▸ Excerpted text
Song of the Stars

The dead can be many things. They can be buried or incinerated; they can be forgotten or revered. They can star in zombie films. They can even be grateful. But there’s very little that the dead can do. And yet, according to one Australian duo, the dead can dance.

Brendan Perry and Lisa Gerrard formed Dead Can Dance in Melbourne in 1981. After moving to London the following year they released their eponymous debut album in 1984. Their musical style was dark, ethereal and gothic. Neither punk nor disco, DCD ploughed their own furrow from the start.

For their second album, Spleen and Ideal, Perry and Goddard dispensed with their bassist and drummer, augmenting their own guitar, vocals and percussion performances with session musicians on violin, cello, trombone and timpani. Though straying far from the madding pop charts this album nevertheless reached No. 2 on the UK indie charts.

▸ Problems and tasks
1 > In which city was Dead Can Dance formed, according to the Dead Can Dance article?
2 > Name every instrument that the Dead Can Dance article says session musicians played on Spleen and Ideal.
3 > Please write the next paragraph of the Dead Can Dance article, picking up after its last sentence.
The listing that follows was drawn from a separate source.

▸ Data shown

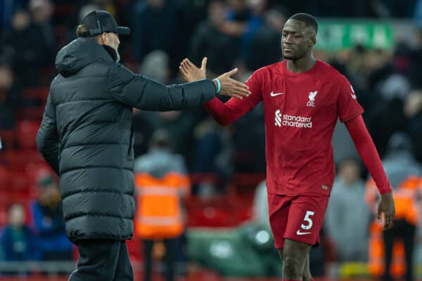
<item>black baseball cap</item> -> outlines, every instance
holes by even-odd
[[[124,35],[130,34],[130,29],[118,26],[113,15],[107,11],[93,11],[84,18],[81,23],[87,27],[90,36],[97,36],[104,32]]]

▸ Answers given
1 > Melbourne

2 > Violin, cello, trombone, timpani

3 >
Perry and Goddard split as a couple in 1989 but stayed together as a band into the nineties. They continued to mine different veins in the bedrock of music, carving out their own multi-faceted style. In 1996, Dead Can Dance released their seventh studio album, Spiritchaser; this track from it was recommended on my Hubzilla feed.

Having wandered through post-punk, gothic rock, Gregorian chant, gaelic folk, Middle Eastern music and art rock for more than a decade and a half, Dead Can Dance disbanded in 1998. But one thing the dead are uniquely capable of doing is rising again. The band was resurrected in 2005 for a tour, accompanied by limited-edition live recordings and a compilation album.

After the tour, DCD returned to the music industry graveyard. Nothing more was heard from them until faint stirrings were detected in 2010. Possibilities slowly became probabilities and, in 2012, DCD’s eighth album, Anastasis was released.

The band then succumbed to the sleep of the half-dead once more, awakening again in 2018 with the release of their ninth studio album, Dionysus. And signs of life remain to this day. But for Covid-19, Dead Can Dance would have been on tour again in the Spring of 2020; that tour has been rescheduled for Spring 2021.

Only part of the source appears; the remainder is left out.